# Document text:
The late Bill Radawec, a nationally admired Cleveland artist who died in July at age 59 after a yearlong battle with lymphoma, was a miniaturist who practiced a gentle art of nuance and fine distinctions.
A retrospective of Radawec’s work, now on view at Shaheen Modern and Contemporary Art in Cleveland, is full of delectable microphenomena, which attune the eye and the mind to small visual events that might easily be overlooked.
A tiny, copper-painted bird lies on its side on a square piece of plywood painted to resemble a piece of turf, which is in turn mysteriously set on the floor in a corner of the gallery. Another bird, this one painted silver, sits in a small wire basket suspended from the gallery ceiling.
On the walls, two small video cameras whir quietly on their mounts, turning this way and that, scanning the interior for some inscrutable purpose not revealed to the visitor. Also on the walls are pastel-hued geometric paintings inspired by paint chips and images of contrails left behind by jetliners in patches of clear blue sky.
A collection of small, wooden boxes mounted on the walls at oddly differing levels might escape notice entirely. But if you get close and peek inside, you’ll be treated to bizarre miniature tableaux, including one in which a woman strips naked at what appears to be an open-air tea party, while a construction worker stands nearby with a coil of cable in his hands and another fellow guzzles a bottle of wine.
The show is an eclectic mix of objects and images resembling the visual equivalents of Zen Buddhist koans, or riddles, that could produce effervescent moments of intellectual bliss if understood properly. Taken as a whole, the show is a fitting introduction, and tribute, to an artist known for having an odd, quirky and eccentric sensibility, liberally spiced with a well-developed sense of whimsy.
Born in 1952 in Parma, Radawec grew up there as the son of William Radawec, a firefighter, and Irene Radawec, a homemaker. He earned a bachelor’s degree at Baldwin-Wallace College in Berea in 1974 and pursued a master’s degree at the University of New Mexico in Albuquerque in 1975 and 76, but he ended his studies short of completion.
Radawec taught in Berea schools from 1979 to 82 and then spent the following decade teaching in Cleveland public schools. It wasn’t until he moved to Los Angeles in 1992, however, that he began attracting serious attention as an artist and as a promoter of works by other artists.
Radawec’s widow, Ibojka Toth-Radawec, explains that in 1992, commercial galleries were closing in Los Angeles because of a recession. Radawec responded by inaugurating a series of exhibitions in the apartments or homes of friends, under the rubric “Domestic Setting.”

# Provided records:
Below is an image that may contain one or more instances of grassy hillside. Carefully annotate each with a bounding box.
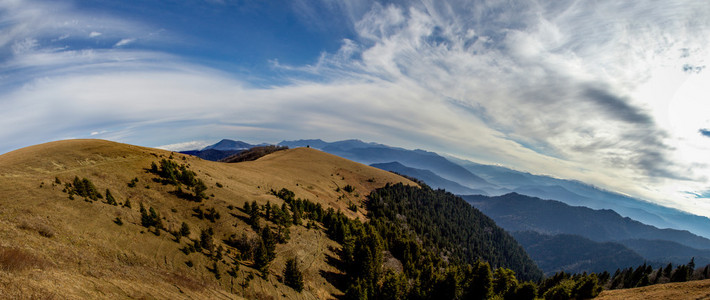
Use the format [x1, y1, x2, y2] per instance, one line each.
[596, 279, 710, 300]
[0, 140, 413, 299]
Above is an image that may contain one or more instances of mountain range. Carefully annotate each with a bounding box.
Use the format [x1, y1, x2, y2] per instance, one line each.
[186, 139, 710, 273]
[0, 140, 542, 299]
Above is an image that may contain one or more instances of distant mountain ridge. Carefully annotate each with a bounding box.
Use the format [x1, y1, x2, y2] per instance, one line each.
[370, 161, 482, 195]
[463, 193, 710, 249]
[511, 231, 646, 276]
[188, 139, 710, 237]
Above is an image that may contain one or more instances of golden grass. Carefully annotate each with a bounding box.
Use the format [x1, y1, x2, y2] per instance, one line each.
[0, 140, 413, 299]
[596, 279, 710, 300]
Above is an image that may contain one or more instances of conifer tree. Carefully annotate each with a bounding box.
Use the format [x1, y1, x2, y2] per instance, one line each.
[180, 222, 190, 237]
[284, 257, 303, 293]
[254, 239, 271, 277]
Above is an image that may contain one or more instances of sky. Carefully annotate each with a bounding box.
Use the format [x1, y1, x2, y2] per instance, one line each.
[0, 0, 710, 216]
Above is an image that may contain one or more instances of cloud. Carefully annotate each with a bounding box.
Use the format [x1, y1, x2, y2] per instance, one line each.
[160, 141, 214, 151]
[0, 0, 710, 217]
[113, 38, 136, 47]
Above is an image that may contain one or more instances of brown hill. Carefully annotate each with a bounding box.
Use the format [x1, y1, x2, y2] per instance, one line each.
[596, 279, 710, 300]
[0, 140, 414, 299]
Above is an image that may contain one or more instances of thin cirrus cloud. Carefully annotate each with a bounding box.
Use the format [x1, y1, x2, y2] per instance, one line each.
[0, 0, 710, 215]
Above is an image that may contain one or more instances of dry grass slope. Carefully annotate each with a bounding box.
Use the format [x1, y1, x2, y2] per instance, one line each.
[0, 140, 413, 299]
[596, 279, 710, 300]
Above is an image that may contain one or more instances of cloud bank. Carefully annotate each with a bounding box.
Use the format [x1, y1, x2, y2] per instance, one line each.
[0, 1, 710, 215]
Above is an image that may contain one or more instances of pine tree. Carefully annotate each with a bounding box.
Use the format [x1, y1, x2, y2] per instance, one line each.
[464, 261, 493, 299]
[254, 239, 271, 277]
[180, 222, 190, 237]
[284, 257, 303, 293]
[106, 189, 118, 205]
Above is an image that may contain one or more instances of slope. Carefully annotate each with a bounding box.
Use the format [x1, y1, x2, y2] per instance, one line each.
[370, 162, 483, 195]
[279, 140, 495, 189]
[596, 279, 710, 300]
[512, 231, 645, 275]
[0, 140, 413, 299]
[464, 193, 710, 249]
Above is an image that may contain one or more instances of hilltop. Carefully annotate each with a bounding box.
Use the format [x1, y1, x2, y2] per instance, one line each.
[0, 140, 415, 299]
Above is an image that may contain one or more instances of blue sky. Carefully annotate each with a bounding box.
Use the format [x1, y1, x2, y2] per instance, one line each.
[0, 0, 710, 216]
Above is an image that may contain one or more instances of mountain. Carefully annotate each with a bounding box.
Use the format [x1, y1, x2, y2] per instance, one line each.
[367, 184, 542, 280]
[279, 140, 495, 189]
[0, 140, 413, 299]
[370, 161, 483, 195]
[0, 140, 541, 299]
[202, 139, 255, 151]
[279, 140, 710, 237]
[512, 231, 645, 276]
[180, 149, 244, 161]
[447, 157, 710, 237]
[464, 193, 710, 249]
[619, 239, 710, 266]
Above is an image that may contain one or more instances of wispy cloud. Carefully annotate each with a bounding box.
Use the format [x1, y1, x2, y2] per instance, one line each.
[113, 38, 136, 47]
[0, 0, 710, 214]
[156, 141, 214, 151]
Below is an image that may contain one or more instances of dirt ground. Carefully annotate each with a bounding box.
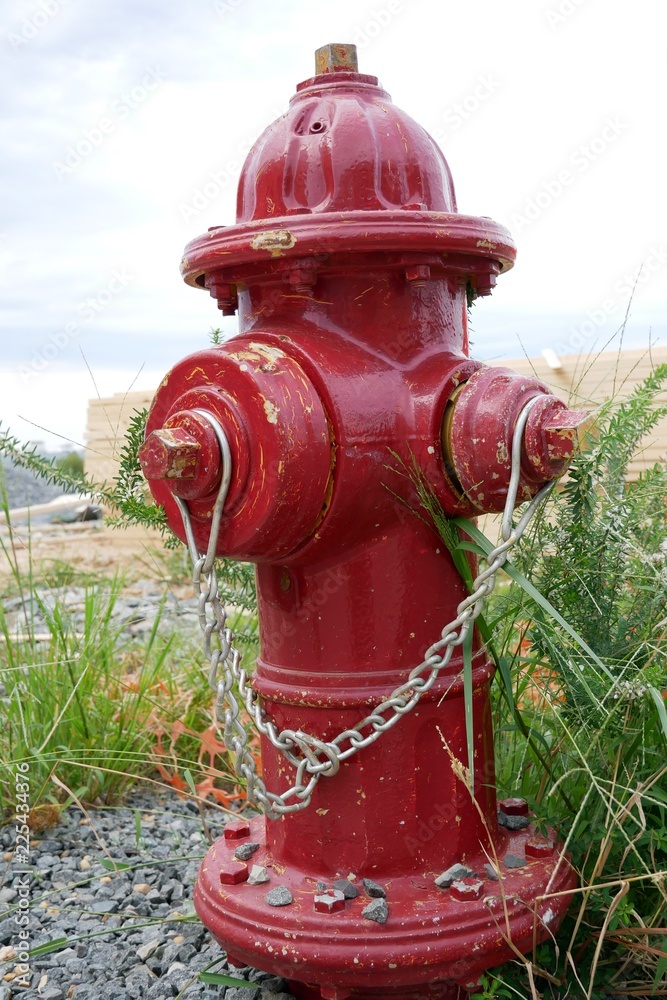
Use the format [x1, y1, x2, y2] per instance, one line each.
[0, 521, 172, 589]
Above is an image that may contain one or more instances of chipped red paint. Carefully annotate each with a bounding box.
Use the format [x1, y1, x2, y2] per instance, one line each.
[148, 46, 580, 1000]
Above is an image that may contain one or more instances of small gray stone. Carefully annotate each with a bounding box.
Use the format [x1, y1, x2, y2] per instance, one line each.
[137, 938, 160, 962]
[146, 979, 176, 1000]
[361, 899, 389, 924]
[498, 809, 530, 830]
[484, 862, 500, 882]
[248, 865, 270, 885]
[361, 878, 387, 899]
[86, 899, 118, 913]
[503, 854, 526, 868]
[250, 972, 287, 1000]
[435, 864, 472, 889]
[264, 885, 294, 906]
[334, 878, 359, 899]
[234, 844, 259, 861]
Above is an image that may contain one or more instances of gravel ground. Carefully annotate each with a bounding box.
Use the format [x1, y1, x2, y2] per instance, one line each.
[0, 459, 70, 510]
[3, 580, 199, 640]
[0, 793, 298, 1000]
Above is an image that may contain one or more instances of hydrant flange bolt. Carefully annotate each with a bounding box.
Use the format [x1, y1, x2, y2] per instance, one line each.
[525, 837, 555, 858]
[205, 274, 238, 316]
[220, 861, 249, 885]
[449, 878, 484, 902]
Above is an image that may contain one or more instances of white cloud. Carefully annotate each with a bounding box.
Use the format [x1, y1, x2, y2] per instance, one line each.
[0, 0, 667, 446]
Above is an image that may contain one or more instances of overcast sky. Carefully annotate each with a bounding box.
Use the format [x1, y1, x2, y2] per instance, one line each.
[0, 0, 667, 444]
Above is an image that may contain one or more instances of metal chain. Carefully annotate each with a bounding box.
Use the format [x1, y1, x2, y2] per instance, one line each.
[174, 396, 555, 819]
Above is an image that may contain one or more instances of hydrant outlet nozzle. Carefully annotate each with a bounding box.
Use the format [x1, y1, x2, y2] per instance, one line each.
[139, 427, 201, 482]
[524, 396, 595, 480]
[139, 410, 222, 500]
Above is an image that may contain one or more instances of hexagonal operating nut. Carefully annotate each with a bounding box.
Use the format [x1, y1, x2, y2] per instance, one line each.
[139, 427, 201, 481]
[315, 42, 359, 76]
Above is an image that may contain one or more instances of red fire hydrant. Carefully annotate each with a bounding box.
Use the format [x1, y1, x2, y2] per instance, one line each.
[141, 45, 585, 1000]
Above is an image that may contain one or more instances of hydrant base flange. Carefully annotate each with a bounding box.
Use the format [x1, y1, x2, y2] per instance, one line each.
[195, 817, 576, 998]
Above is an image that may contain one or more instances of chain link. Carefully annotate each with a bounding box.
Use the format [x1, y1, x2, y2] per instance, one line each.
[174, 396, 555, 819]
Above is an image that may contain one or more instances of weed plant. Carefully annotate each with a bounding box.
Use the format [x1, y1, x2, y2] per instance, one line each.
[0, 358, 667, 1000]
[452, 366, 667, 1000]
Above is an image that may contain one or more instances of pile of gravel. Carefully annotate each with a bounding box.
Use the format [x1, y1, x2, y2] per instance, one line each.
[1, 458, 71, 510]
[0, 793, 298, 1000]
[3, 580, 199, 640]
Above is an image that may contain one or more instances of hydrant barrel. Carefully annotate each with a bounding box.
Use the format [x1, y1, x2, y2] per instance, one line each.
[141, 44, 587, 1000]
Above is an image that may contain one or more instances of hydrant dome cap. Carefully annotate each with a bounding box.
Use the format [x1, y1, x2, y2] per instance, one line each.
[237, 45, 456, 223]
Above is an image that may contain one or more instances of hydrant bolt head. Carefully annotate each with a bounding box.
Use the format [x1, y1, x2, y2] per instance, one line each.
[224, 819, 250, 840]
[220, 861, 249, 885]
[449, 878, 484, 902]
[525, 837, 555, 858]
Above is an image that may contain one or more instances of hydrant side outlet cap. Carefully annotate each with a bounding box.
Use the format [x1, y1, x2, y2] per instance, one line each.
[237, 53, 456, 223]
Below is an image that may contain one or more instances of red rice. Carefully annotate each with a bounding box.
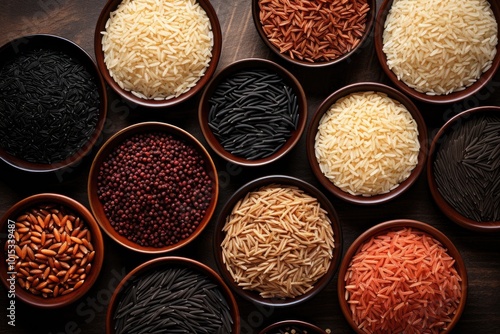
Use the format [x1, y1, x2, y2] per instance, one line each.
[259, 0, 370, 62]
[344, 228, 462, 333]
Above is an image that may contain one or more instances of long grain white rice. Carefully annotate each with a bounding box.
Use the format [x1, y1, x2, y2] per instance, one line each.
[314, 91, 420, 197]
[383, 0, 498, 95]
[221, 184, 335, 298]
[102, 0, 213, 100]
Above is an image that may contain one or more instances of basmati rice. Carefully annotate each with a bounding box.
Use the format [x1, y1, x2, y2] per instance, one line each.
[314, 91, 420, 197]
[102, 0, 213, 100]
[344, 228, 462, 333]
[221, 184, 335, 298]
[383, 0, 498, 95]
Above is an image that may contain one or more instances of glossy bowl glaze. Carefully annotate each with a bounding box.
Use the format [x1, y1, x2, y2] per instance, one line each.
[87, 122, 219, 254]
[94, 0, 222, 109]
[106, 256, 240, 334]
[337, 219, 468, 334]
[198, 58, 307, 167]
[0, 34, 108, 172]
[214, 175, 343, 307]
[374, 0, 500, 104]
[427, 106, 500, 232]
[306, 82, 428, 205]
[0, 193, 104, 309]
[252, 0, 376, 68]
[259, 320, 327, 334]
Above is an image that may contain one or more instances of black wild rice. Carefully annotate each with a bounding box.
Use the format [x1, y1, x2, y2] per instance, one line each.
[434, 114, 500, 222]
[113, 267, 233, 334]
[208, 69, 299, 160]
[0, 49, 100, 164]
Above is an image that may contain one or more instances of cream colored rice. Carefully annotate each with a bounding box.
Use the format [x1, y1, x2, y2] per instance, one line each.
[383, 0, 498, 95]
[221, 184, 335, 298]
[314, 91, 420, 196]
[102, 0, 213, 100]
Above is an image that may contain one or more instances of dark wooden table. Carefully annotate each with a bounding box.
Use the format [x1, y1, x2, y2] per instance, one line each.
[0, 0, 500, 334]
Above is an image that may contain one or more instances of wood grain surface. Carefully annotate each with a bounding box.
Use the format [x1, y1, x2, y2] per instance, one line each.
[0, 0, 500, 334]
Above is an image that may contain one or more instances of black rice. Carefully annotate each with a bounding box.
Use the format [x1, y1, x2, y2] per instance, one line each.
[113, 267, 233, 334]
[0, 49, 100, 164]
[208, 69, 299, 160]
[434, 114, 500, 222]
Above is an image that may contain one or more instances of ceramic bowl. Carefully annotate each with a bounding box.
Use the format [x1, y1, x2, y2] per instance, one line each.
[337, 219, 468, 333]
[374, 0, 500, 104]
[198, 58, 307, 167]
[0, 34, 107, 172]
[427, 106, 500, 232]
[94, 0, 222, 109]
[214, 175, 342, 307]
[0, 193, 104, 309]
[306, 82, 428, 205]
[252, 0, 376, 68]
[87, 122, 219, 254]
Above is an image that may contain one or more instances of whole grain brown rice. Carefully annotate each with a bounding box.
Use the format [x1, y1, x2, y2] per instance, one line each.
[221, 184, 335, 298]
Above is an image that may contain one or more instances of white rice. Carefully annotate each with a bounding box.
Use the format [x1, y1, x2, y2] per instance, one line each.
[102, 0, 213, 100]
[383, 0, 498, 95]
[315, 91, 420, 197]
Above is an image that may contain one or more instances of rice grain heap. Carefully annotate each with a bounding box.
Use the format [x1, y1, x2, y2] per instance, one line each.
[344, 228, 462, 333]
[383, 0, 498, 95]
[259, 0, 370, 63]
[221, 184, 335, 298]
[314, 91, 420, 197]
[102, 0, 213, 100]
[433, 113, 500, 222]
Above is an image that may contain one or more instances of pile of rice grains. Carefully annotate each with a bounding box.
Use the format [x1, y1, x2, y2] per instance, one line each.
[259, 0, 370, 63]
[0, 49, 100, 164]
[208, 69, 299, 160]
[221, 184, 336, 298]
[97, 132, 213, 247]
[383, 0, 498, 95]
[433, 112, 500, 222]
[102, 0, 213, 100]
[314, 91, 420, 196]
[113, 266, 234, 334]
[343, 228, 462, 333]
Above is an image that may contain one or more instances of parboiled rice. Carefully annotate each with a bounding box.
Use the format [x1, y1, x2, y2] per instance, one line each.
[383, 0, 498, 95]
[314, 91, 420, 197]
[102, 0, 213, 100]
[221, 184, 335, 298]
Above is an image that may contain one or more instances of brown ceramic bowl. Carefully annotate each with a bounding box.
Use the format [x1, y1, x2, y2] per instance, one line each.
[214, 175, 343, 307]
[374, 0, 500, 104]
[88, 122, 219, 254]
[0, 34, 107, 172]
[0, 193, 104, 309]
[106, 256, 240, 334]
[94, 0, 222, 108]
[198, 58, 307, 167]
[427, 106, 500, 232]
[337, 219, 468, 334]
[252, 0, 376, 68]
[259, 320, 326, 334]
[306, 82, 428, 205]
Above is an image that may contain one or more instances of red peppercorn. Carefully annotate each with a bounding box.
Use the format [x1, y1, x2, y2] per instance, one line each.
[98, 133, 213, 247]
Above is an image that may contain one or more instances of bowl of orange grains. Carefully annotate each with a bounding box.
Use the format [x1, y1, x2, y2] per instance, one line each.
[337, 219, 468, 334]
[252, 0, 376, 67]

# Exercise 1:
Copy out the lines of the listing word for word, starting with the line that contains "instances of cloud." and going on through the line that contains "[106, 189, 118, 205]".
# Exercise 2:
Resume the article on the Cleveland artist Bill Radawec from the point where it stops.

# Written answer 1:
Above is an image that may contain one or more instances of cloud. Carefully annotate each with a bounding box.
Use the format [x1, y1, x2, y2] per instance, one line each.
[160, 141, 214, 151]
[0, 0, 710, 217]
[113, 38, 136, 47]
Above is an image that may contain one or more instances of brown hill. Carefully annotate each with a bounding box.
Use the format [x1, y1, x2, y2] per instance, one line each.
[596, 279, 710, 300]
[0, 140, 414, 299]
Above is an image that may contain one or more instances of thin cirrus cloud. Carefully annotate each with a bounding box.
Use the format [x1, y1, x2, y2] per instance, one line each.
[0, 0, 710, 215]
Above is an image that may contain one or more instances of dry grass slope. Carefully annotate each with a bounding box.
Use the format [x1, y1, x2, y2] per instance, one line each.
[0, 140, 413, 299]
[596, 279, 710, 300]
Above is an image that may contain one or more instances of cloud bank. Carefully annotate each with a bounding box.
Use the format [x1, y1, x2, y2] per instance, one line each.
[0, 1, 710, 215]
Above is an image that may contain one or more instances of pine tree. Carefully annotate each with a bounding box.
Use the format [x1, y1, x2, y2] per instance, one line each.
[464, 261, 493, 299]
[254, 239, 271, 277]
[180, 222, 190, 237]
[284, 257, 303, 293]
[106, 189, 118, 205]

# Written answer 2:
The shows caught the attention of the noted critic and curator Peter Frank, who gave Radawec a plug in LA Weekly, which in turn helped turn the shows into something of an underground movement.
“He loved to promote other artists,” Toth-Radawec said.
Radawec returned to Cleveland in 2000 to care for his aging mother after his father’s death. And he continued to produce art and to participate in exhibitions that caught the eye of reviewers from Art in America and other publications.
The show at Shaheen, assembled and installed with the assistance of his widow and friends, is characteristically oddball, with works hung high or low on walls or stuck in corners, as if to require extra effort and to encourage the viewer to take nothing for granted.
The cumulative effect is that of a quiet sense of joy and delight. Radawec never swings for the fences in any individual work but seeks instead to prick the conscience and tickle the funny bone.
Radawec was a conceptual artist, motivated more by ideas than by a drive to fashion imposing objects. His work pulls you in close and asks you to attend to fine details, like a comedian with a flat affect who tells short, droll stories with enigmatic punch lines.
At times, Radawec’s work is autobiographical. One framed panel re-creates a section of plaster wall in Radawec’s Los Angeles apartment, which formed a crack after the 1994 Northridge earthquake.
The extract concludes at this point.